What the exercise asks:
Put the data below into a JSON list of strings with one string per line, skipping blank lines and leaving out the pictures.

*** Given entries

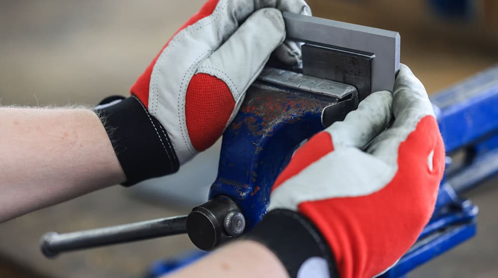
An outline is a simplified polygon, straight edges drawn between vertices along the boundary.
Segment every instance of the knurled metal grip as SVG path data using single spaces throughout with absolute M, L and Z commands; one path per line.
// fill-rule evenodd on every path
M 399 70 L 399 33 L 288 12 L 283 14 L 288 39 L 373 53 L 371 92 L 392 91 Z

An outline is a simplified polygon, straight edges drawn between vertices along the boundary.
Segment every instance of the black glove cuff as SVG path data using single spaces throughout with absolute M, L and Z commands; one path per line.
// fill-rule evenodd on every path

******

Finished answer:
[
  "An outline is a simplified polygon, straight edges drawn between vertices along the boundary.",
  "Segment every instance of the knurled metal grip as SVG path data using single spaces throughout with absolute M, L and Z commands; one path per line.",
  "// fill-rule evenodd on every path",
  "M 399 70 L 399 33 L 288 12 L 283 14 L 288 39 L 373 53 L 371 92 L 392 91 Z",
  "An outline is a simplified polygon, straight edges drawn between vertices along the boundary.",
  "Segment every instance of the black glove cuff as SVG path data using single spaces throughout with absolute M, L and Z commands; one path per line.",
  "// fill-rule evenodd on every path"
]